The exercise: Rewrite all the rows below, changing every "queried phrase" to "target phrase" and leaving everything else the same. Omit the pictures from your version.

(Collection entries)

* START *

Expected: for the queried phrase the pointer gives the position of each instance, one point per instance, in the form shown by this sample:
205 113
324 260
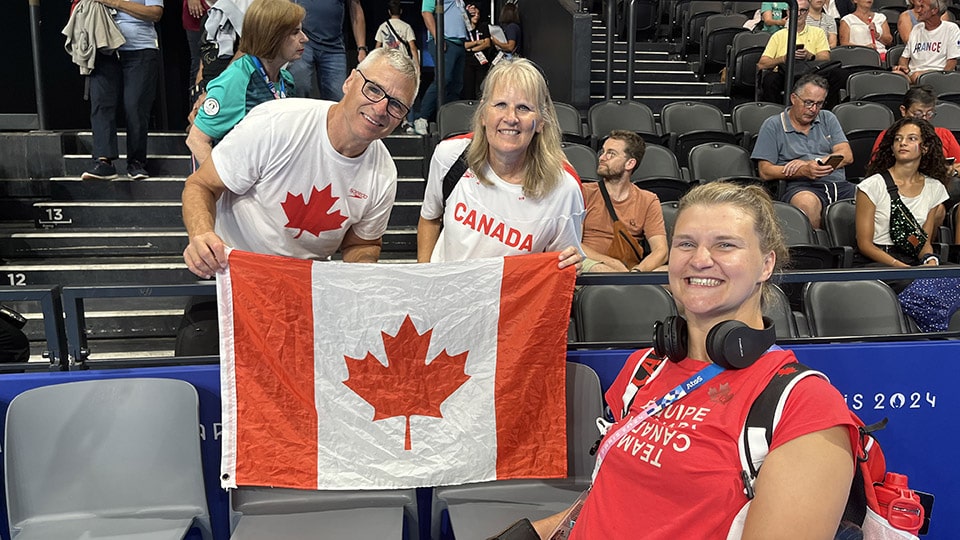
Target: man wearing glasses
304 178
812 50
796 146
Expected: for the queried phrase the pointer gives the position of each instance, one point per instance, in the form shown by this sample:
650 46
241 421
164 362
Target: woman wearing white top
866 28
912 152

* END *

Solution to this task:
Expected: for the target phrase the pointer gives the position of each instance, one point per instance, in the form shown by this sample:
205 113
324 260
Target: man wearing glasses
304 178
812 50
796 146
Expected: for the target phrase the pointer gives the position of each instance, one point per instance, in the form shown by this sample:
650 46
241 421
164 362
Target: woman wearing white top
866 28
912 152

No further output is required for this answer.